↓↓↓

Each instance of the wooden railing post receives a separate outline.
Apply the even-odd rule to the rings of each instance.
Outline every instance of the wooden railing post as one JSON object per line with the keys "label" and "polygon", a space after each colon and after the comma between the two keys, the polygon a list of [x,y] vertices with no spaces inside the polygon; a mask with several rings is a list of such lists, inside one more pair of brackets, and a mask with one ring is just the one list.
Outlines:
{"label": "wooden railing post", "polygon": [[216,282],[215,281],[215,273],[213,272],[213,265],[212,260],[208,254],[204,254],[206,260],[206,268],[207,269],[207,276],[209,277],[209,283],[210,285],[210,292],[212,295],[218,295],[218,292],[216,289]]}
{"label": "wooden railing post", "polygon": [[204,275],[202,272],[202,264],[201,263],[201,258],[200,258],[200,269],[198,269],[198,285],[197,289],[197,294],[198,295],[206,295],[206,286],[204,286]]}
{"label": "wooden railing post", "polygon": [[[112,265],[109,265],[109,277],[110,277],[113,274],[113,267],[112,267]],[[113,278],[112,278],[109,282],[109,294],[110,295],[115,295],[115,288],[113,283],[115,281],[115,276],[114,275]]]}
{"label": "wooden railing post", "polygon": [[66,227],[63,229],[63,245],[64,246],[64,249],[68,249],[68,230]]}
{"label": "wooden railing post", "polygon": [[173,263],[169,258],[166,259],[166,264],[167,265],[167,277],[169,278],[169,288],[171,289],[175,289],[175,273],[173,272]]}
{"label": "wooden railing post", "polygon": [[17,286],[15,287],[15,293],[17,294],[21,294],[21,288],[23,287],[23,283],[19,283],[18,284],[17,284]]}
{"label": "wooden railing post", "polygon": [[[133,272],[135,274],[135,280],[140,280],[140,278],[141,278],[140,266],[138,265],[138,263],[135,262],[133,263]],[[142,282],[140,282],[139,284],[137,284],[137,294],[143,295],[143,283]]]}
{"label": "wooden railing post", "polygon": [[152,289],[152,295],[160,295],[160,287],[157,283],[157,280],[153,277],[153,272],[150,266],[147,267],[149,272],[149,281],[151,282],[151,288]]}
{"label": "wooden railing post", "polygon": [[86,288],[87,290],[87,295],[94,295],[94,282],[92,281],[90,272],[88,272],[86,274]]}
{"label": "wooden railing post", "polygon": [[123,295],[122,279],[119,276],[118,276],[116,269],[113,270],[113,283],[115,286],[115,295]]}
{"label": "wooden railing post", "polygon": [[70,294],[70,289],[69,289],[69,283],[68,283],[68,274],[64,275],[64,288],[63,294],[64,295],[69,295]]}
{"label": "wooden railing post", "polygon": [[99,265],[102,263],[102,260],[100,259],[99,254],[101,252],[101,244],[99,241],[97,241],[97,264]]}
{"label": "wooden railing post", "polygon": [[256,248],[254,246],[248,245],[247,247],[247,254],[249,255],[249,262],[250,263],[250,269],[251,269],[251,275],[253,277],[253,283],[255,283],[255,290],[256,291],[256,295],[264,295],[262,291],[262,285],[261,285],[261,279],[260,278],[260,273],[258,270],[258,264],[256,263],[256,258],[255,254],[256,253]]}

↑↑↑

> **STATED PROBLEM**
Extract every line of the items above that contains the word "rings", and reproduce each one in full.

> **SOLUTION TO THIS EXERCISE**
Apply the even-odd rule to the rings of each instance.
Outline every instance of the wooden railing post as one JSON object per line with the keys "label" and "polygon", a space after each colon and after the comma between the two keys, the polygon a list of [x,y] vertices with no spaces inside the polygon; a mask with several rings is a list of such lists, inside one more pair of brackets, and a mask with one ring is just the one list.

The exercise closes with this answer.